▶ [WHAT THE TASK REQUIRES]
Once you reach the line containing "Where would you say the stool", write out that line and every remaining line of the records exactly.

[Stored data entries]
• • • •

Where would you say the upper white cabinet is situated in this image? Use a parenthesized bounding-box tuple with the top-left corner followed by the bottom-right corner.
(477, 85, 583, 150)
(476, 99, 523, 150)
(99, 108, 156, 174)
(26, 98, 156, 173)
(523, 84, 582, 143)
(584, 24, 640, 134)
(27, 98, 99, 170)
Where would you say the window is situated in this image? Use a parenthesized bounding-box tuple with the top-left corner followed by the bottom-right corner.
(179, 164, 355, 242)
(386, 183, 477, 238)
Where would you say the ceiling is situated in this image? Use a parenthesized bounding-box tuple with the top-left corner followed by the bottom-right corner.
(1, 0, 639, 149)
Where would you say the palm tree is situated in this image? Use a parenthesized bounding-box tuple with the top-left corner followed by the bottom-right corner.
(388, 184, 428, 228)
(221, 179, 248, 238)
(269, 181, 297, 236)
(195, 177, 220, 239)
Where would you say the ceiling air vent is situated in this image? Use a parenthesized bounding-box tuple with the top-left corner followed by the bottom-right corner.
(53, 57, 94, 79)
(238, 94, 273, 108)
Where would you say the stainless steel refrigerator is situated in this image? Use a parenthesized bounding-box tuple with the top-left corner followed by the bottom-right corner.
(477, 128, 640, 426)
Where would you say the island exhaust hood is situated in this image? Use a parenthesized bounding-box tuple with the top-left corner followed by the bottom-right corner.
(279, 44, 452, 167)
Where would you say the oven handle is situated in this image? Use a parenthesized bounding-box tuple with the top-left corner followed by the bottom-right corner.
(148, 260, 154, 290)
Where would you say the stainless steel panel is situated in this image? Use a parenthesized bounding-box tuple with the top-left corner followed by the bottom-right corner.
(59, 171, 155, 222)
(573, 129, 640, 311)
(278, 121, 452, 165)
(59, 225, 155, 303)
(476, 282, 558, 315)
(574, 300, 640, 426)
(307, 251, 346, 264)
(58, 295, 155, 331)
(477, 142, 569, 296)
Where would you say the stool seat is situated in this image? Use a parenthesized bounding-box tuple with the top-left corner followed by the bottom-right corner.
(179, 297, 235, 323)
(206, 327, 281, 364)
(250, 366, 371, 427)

• • • •

▶ [EXERCISE OUTPUT]
Where would you say the stool seat is situated in this image? Use a parenthesized bounding-box tuple with the top-left corner followed by the bottom-right corner.
(179, 297, 235, 323)
(206, 327, 281, 364)
(250, 366, 371, 427)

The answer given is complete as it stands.